**Stored dataset items**
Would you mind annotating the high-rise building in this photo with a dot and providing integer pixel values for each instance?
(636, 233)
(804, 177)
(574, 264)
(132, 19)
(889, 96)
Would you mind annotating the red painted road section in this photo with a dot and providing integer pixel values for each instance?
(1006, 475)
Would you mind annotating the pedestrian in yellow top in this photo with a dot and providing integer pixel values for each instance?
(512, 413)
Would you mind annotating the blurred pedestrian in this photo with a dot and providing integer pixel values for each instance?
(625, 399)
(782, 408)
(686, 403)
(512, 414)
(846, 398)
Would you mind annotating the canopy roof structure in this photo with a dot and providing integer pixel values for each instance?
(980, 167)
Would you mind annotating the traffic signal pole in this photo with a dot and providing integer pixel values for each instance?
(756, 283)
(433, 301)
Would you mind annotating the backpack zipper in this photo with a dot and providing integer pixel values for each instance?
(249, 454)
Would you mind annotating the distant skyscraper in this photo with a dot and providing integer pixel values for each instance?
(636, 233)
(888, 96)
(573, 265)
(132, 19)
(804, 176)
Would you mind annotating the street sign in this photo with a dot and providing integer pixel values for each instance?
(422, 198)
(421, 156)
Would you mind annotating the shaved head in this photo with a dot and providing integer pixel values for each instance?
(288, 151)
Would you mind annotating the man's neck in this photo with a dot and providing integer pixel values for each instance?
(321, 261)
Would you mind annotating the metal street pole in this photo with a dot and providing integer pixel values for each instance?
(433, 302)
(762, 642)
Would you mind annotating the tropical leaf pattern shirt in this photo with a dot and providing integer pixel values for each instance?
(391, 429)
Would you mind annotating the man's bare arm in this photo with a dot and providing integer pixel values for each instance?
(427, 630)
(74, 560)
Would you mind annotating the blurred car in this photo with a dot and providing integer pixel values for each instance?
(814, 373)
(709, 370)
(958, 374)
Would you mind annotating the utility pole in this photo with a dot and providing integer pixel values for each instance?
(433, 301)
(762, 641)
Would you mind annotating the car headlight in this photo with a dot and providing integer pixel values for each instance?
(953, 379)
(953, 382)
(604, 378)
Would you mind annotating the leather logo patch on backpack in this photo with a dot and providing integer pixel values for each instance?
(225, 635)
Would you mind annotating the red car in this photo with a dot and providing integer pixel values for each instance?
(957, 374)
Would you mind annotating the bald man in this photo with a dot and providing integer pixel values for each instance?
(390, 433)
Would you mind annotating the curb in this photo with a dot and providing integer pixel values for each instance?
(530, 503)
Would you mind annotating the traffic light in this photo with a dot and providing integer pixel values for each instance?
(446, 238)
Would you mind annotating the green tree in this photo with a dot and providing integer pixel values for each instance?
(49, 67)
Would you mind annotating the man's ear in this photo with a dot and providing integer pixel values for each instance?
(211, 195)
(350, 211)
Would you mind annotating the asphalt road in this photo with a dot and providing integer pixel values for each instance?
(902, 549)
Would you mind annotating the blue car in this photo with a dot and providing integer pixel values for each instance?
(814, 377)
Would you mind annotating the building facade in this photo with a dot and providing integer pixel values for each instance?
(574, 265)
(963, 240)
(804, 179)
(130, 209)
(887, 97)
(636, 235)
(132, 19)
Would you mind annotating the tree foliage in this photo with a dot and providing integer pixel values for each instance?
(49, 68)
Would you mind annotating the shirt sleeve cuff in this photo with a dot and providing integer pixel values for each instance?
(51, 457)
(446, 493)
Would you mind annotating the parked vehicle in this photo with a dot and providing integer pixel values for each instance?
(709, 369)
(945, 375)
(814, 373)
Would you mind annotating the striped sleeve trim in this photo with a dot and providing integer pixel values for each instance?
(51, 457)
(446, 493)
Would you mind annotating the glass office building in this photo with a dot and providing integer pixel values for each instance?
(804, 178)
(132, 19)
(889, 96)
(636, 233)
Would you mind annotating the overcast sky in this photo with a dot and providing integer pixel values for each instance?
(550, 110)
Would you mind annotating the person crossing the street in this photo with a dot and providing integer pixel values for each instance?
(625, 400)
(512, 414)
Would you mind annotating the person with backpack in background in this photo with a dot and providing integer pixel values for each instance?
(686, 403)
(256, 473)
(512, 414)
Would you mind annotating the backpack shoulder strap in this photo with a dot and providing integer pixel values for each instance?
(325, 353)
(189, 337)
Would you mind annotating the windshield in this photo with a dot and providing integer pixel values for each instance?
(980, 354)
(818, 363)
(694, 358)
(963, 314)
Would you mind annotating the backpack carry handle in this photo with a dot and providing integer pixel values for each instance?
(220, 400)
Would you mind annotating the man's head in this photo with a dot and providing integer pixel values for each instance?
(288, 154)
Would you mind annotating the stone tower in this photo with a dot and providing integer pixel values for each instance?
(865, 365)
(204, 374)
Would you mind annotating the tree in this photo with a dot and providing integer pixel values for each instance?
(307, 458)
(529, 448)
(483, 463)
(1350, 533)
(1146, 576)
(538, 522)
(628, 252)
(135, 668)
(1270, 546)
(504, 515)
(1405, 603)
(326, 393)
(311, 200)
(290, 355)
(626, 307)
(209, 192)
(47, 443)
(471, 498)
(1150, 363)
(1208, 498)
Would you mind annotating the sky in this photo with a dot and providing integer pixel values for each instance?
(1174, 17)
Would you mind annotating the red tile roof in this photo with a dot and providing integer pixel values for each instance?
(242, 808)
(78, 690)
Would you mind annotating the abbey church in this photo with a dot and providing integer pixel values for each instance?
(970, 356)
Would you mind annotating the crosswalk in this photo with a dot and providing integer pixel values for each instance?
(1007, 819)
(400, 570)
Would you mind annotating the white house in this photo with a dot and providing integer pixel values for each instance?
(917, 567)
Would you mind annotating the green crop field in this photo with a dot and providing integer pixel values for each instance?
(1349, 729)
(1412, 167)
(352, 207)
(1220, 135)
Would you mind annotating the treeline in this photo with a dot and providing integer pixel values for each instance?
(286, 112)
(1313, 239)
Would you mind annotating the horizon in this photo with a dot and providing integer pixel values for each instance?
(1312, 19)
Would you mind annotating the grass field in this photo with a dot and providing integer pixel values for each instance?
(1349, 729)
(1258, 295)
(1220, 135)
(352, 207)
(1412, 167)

**Goal**
Render the material above as a JSON list of strings, with one string for each line and blank lines omitted.

**Solution to this task**
[
  "Would you mind annotating the high-rise building in this photo with a dot and providing integer pixel values for each instance?",
  "(636, 233)",
  "(804, 177)",
  "(574, 264)",
  "(132, 19)",
  "(889, 96)",
  "Would you mind annotating the red painted road section in this photo with a dot and providing integer pixel values for each instance?",
  "(1006, 475)",
  "Would you mind annotating the pedestrian in yellow top in this photo with a dot and providing integer pixel values for each instance?",
  "(512, 413)",
  "Would you mind annotating the blurred pedestrian in this photo with a dot and providing integer pixel values for each instance?",
  "(625, 399)",
  "(782, 408)",
  "(686, 403)",
  "(512, 414)",
  "(846, 398)",
  "Would you mind annotating the canopy roof structure in this photo with a dot and providing integer pixel values for each instance?",
  "(980, 167)",
  "Would you mind annotating the traffic signal pole in this photo with a dot and providing integer pixel values for each instance?",
  "(756, 283)",
  "(433, 301)",
  "Would you mind annotating the backpack zipper in this photo with a dot and providing integer pixel values for each instance?",
  "(249, 454)",
  "Would you mind annotating the distant skyscraper in this photo with a dot and providing integer pixel values for each instance?",
  "(636, 233)",
  "(888, 96)",
  "(573, 265)",
  "(132, 19)",
  "(804, 176)",
  "Would you mind annotating the street sign in this photo with a dot and providing integer pixel values for each instance?",
  "(422, 198)",
  "(421, 156)",
  "Would you mind annotating the shaved head in this photo with a dot and providing integer pixel values for each instance?",
  "(288, 151)",
  "Would you mind annotating the man's neck in this photo with a dot and providing integer pixel values for each instance?",
  "(321, 261)",
  "Would you mind annotating the metal street pole in this photo with a dot and providing integer pixel values for each instance?",
  "(433, 302)",
  "(762, 642)",
  "Would you mind annotating the tropical leaf pattern shirt in this photo with a dot and providing integer pixel values for each instance?",
  "(391, 429)",
  "Would you mind annotating the man's bare arm in this photo with a dot and providing integer pixel values for each instance?",
  "(427, 630)",
  "(74, 560)",
  "Would you mind annotating the blurred car in this photo with a dot and providing integer pixel values for each instance?",
  "(814, 373)",
  "(709, 370)",
  "(958, 374)",
  "Would you mind annotating the utility pole in this photo with a dot and providing integer pixel values for each instance?",
  "(433, 301)",
  "(762, 641)",
  "Would you mind annotating the car headlight in this photo with a dot and providing integer pixel values for each instance?",
  "(953, 379)",
  "(953, 382)",
  "(604, 378)",
  "Would you mind annotating the leather logo patch on backpack in this photo with a dot and providing integer pixel values for each instance?",
  "(225, 635)",
  "Would you mind annotating the red car in this photo with a dot and providing integer pixel values for each instance?",
  "(957, 374)",
  "Would you mind annotating the bald man in this photo with a dot and providing integer pixel values for each instance?",
  "(390, 433)",
  "Would you mind annotating the curb in this photo with a dot and providing integer pixel values for each instance?",
  "(530, 503)",
  "Would you mind annotating the traffic light in this photo with a dot and providing integer pixel values for each instance?",
  "(446, 238)",
  "Would you mind annotating the green tree in this photo with a dot and providing integer pixel values for each instance?",
  "(49, 67)",
  "Would you mind annotating the man's ear in this photo with a dot and providing integer pixel values for each instance?",
  "(211, 195)",
  "(350, 211)",
  "Would you mind annotating the asphalt road in this photo with a dot and providing integer pixel values for each instance?",
  "(902, 549)",
  "Would you mind annotating the blue car in this photo with a dot and providing integer pixel values for each instance?",
  "(814, 377)",
  "Would you mind annotating the building facade in this photo with a dot and providing integer pixel values for each instance?",
  "(574, 265)",
  "(963, 240)",
  "(804, 179)",
  "(130, 209)",
  "(887, 97)",
  "(636, 235)",
  "(132, 19)",
  "Would you mind annotating the tree foliage in this photo with a dot and providing integer pixel values for each instance?",
  "(49, 68)",
  "Would you mind annotating the shirt sleeve cuff in this photo with a dot and providing integer pixel values for each instance?",
  "(51, 457)",
  "(446, 493)",
  "Would you mind annotating the parked vehicle in this photo with a dot and providing integer pixel values for each instance?",
  "(709, 369)",
  "(945, 375)",
  "(814, 373)",
  "Would you mind annotating the striped sleeve trim in this photo with a dot and providing integer pixel values for each instance?",
  "(51, 457)",
  "(446, 493)",
  "Would you mind annotating the glass office building in this photo with a dot and providing integer pixel values for each instance?",
  "(804, 178)",
  "(132, 19)",
  "(889, 96)",
  "(636, 233)",
  "Would you mind annotating the overcast sky in this photo with a dot and providing integer pixel values for each instance?",
  "(550, 110)",
  "Would you mind annotating the person crossing the street in this photo with a dot and providing integer pixel values for each instance?",
  "(625, 400)",
  "(512, 414)",
  "Would you mind annotating the person with backpack in background in this photo with a dot and providing integer pixel values for each instance?",
  "(686, 403)",
  "(256, 473)",
  "(512, 414)",
  "Would you mind annotating the backpack shoulder strap in this photo with a dot and providing integer pixel values for each instance?",
  "(325, 353)",
  "(189, 337)",
  "Would you mind annotating the windshield in this photo with a dot and providing integer pixel values for each instance?",
  "(980, 354)",
  "(818, 363)",
  "(694, 358)",
  "(963, 314)",
  "Would you mind annotating the backpack carry handle in this photo with a dot and providing integer pixel values for each instance?",
  "(220, 400)",
  "Would you mind annotating the man's head in this photo with a dot and providing integer pixel values for each instance?",
  "(288, 154)",
  "Would you mind annotating the stone tower in this photo with a dot and providing integer pixel values for each instance?",
  "(865, 365)",
  "(204, 374)",
  "Would you mind annotating the tree in this photo with a dot and providing integer pixel values for each instance?",
  "(307, 458)",
  "(529, 448)",
  "(483, 463)",
  "(1350, 533)",
  "(1146, 576)",
  "(538, 522)",
  "(628, 252)",
  "(135, 668)",
  "(1270, 546)",
  "(504, 515)",
  "(1405, 603)",
  "(326, 393)",
  "(311, 200)",
  "(290, 355)",
  "(626, 307)",
  "(209, 192)",
  "(47, 443)",
  "(471, 498)",
  "(1150, 363)",
  "(1208, 498)",
  "Would you mind annotating the sky in this photo with a dot and providing integer pixel values for each instance?",
  "(1174, 17)",
  "Would you mind annotating the red tile roof in this photo with a dot and providing integer pixel values for each instance?",
  "(242, 808)",
  "(78, 690)",
  "Would you mind annotating the abbey church in this photo with a dot and providing integer pixel values for each instance?",
  "(970, 356)",
  "Would you mind annotating the crosswalk in this photo with a dot and providing integer pixel values for each instance?",
  "(1007, 819)",
  "(400, 570)",
  "Would you mind annotating the white house in this photo with a dot and providing integer pixel values for each instance?",
  "(917, 567)",
  "Would you mind annotating the green crop field in this photo with a dot and providing integer pixel values for each instance?",
  "(1349, 729)",
  "(1412, 167)",
  "(352, 207)",
  "(1220, 135)",
  "Would you mind annotating the treeline in this photo with a dot and providing integer pixel values for each instance?",
  "(286, 112)",
  "(1313, 239)",
  "Would you mind annotating the horizon in this photo with a dot and providing integer pixel values for each instance?",
  "(1312, 19)",
  "Would you mind annotating the grass field in this photo with a dot and providing integer pixel values for each instance?",
  "(1349, 729)",
  "(1258, 295)",
  "(1220, 135)",
  "(352, 207)",
  "(1412, 167)"
]